(Point labeling data based on photos)
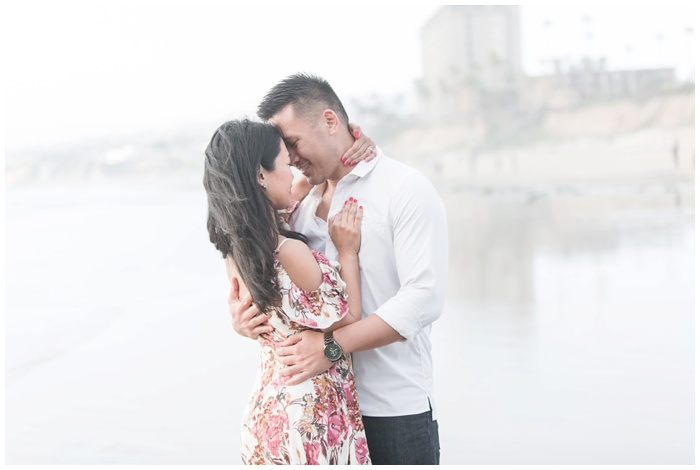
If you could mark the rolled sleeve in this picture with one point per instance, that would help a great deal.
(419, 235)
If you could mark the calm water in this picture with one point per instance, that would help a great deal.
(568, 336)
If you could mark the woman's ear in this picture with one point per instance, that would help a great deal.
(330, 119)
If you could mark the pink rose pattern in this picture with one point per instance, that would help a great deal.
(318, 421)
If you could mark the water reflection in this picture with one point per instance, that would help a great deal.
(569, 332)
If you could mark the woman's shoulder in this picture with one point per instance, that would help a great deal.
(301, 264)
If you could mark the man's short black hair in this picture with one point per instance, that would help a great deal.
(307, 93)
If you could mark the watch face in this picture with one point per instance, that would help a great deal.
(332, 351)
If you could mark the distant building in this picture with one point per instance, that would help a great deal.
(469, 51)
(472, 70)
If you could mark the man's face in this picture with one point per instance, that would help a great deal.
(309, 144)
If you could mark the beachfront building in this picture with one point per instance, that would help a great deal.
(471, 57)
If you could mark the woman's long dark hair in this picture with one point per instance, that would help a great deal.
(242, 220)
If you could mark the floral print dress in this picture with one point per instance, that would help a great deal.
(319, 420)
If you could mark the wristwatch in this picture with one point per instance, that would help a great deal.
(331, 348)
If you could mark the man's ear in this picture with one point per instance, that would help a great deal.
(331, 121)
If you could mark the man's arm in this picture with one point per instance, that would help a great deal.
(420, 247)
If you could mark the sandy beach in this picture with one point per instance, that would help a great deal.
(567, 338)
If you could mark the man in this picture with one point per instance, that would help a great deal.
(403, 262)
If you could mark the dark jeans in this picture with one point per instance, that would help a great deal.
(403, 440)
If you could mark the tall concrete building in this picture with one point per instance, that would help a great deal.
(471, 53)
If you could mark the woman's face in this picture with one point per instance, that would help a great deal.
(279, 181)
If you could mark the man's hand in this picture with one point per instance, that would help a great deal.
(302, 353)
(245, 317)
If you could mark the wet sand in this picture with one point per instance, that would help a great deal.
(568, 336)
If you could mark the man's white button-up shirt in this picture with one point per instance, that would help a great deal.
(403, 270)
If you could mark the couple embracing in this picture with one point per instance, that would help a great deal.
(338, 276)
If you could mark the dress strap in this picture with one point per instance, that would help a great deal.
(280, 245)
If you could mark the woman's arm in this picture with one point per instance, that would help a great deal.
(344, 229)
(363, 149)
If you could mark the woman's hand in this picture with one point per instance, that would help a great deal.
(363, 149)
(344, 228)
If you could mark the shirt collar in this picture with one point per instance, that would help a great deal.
--
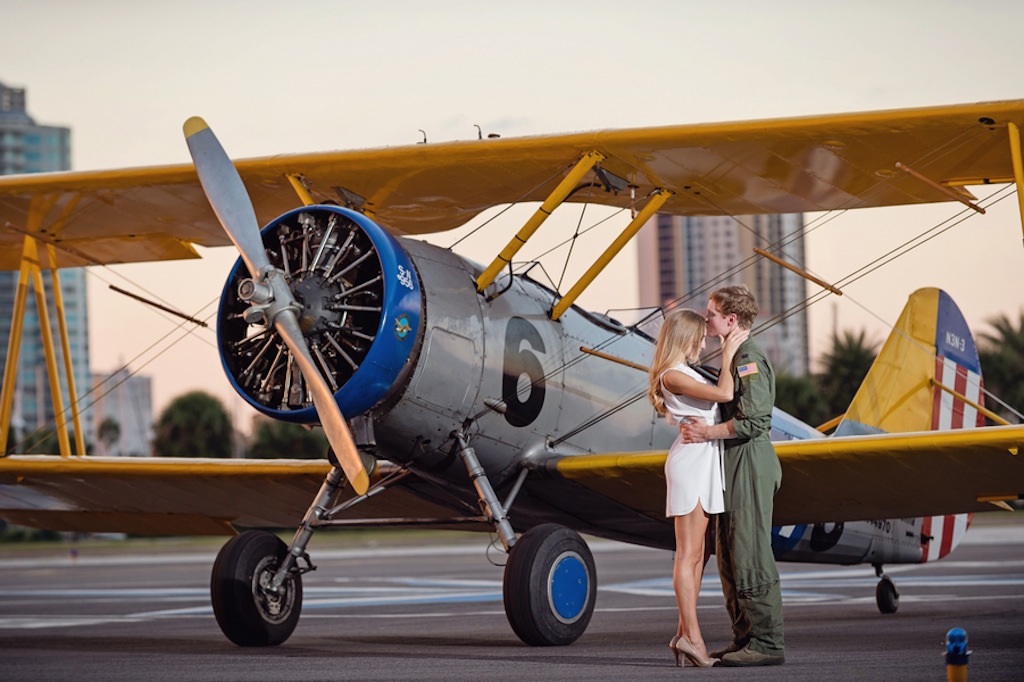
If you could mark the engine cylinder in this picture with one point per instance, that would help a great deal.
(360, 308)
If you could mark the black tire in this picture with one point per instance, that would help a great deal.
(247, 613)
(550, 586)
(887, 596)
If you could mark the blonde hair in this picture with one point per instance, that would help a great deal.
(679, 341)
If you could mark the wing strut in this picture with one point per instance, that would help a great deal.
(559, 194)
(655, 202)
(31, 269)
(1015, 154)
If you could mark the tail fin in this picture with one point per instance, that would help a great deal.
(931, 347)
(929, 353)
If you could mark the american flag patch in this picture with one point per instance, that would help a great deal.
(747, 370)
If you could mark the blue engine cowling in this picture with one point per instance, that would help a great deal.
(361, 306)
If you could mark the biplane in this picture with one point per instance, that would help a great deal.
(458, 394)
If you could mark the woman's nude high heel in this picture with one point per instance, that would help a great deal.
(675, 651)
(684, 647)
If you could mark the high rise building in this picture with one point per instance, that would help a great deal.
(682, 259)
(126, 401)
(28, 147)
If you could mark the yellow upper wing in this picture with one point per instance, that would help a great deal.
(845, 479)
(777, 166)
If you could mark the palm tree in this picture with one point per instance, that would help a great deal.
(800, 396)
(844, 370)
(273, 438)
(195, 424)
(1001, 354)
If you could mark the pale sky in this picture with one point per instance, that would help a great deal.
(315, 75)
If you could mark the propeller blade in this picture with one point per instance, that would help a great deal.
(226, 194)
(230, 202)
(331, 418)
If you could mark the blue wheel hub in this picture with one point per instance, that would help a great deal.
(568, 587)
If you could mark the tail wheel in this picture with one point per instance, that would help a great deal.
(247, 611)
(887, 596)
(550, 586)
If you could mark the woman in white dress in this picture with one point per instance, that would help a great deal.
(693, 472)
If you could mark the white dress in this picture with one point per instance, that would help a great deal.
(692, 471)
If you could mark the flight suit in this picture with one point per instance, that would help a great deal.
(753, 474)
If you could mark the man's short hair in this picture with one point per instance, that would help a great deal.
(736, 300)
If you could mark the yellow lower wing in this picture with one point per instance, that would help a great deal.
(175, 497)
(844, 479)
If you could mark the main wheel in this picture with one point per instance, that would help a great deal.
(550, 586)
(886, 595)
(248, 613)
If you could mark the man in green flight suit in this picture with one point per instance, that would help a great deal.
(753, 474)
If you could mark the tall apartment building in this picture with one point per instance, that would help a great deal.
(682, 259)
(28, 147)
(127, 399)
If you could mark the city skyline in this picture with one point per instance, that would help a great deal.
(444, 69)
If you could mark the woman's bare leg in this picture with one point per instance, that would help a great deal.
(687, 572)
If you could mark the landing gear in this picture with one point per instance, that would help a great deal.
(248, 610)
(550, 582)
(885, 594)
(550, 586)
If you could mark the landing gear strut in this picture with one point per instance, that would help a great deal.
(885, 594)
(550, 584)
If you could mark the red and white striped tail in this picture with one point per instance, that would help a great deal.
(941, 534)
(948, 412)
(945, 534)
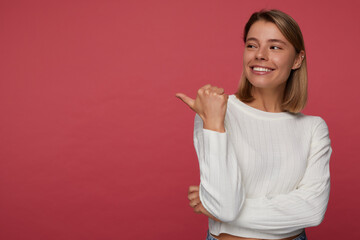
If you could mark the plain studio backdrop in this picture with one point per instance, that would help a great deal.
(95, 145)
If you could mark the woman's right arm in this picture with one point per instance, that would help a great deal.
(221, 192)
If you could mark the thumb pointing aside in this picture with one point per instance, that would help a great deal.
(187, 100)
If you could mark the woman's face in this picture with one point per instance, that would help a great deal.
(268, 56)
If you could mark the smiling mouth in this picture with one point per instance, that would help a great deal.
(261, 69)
---
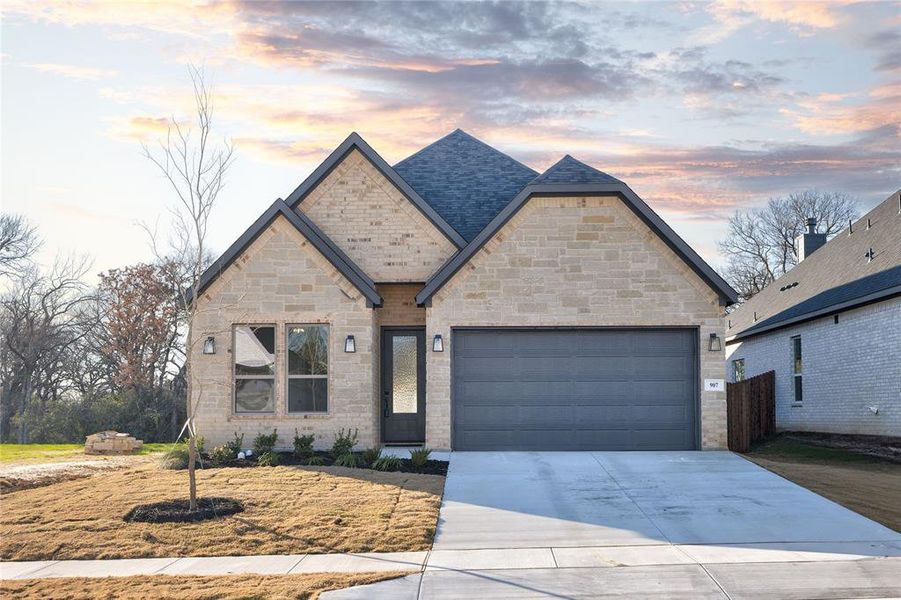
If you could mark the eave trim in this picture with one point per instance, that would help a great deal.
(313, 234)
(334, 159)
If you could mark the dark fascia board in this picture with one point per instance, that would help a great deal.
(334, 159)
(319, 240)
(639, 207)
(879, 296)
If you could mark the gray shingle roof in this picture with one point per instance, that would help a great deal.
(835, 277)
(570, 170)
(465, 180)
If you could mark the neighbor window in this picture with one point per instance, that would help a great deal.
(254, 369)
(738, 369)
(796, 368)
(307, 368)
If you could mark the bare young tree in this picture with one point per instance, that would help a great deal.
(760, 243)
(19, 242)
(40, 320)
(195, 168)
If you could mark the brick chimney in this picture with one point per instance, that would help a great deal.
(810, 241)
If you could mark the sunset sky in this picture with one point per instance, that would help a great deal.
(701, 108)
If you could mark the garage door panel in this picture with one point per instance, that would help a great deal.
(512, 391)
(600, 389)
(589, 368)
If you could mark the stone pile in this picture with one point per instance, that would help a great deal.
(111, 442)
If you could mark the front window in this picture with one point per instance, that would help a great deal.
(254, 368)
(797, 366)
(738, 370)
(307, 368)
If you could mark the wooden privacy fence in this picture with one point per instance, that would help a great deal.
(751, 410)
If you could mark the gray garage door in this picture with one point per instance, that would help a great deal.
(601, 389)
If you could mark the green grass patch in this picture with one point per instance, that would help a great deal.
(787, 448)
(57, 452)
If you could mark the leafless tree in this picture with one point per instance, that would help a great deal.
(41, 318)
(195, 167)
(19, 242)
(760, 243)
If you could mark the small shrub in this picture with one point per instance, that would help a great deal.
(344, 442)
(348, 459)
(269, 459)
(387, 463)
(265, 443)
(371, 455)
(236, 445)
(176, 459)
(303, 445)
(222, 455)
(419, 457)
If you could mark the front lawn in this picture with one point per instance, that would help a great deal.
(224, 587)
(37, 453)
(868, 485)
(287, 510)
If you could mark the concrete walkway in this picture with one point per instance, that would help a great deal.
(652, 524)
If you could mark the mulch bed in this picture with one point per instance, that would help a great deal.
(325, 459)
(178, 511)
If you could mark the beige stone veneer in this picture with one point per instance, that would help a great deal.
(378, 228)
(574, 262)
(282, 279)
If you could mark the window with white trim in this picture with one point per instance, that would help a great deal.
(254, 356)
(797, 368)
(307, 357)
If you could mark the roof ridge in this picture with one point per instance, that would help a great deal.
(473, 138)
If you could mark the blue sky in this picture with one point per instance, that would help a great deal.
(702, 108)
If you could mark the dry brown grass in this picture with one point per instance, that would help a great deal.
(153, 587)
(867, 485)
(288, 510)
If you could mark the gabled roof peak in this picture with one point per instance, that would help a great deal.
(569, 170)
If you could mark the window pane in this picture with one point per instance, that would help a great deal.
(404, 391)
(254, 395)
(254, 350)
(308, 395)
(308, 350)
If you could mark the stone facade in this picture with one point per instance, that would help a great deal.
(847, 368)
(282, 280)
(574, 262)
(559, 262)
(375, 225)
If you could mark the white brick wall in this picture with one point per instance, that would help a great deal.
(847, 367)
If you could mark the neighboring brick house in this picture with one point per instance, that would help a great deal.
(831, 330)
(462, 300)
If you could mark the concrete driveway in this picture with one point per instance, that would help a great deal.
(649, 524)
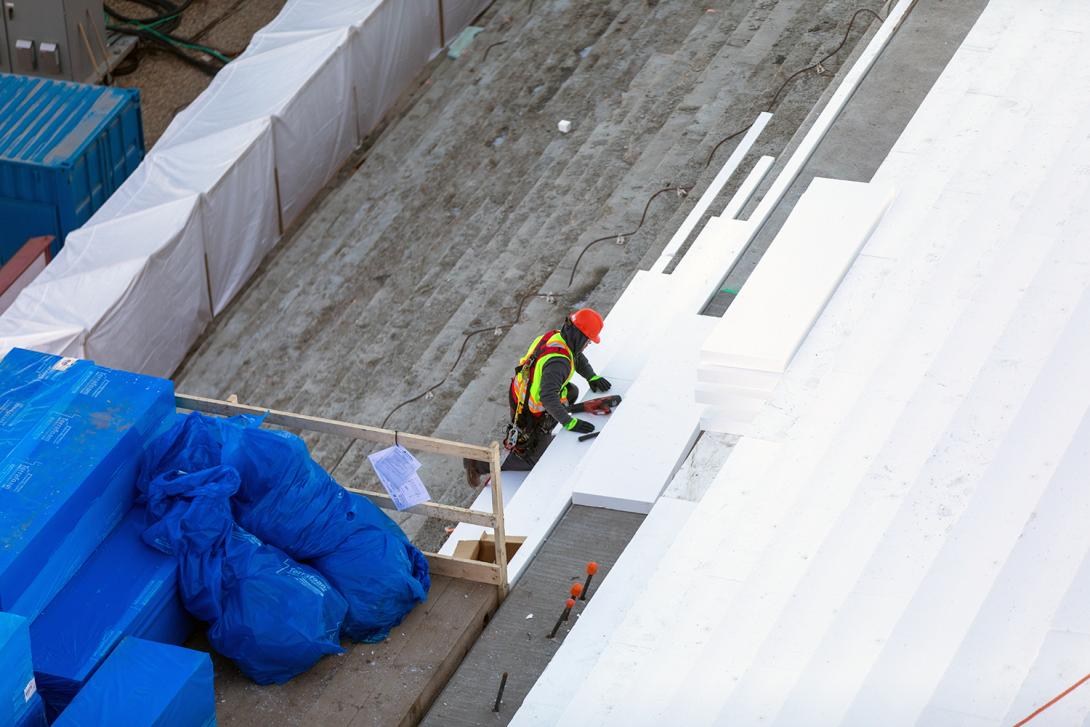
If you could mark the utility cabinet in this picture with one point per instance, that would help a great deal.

- [TASK GOAL]
Pick out every line in the records above that contains the string "garage", and copy each one. Only a match with the same uppercase and lowercase letters counts.

- [THE RESPONSE]
If you could mark the garage door panel in this picture with one point per instance, that would help a great deal.
If you could mark the gray garage door in this picture with one point per instance, that would help a great deal.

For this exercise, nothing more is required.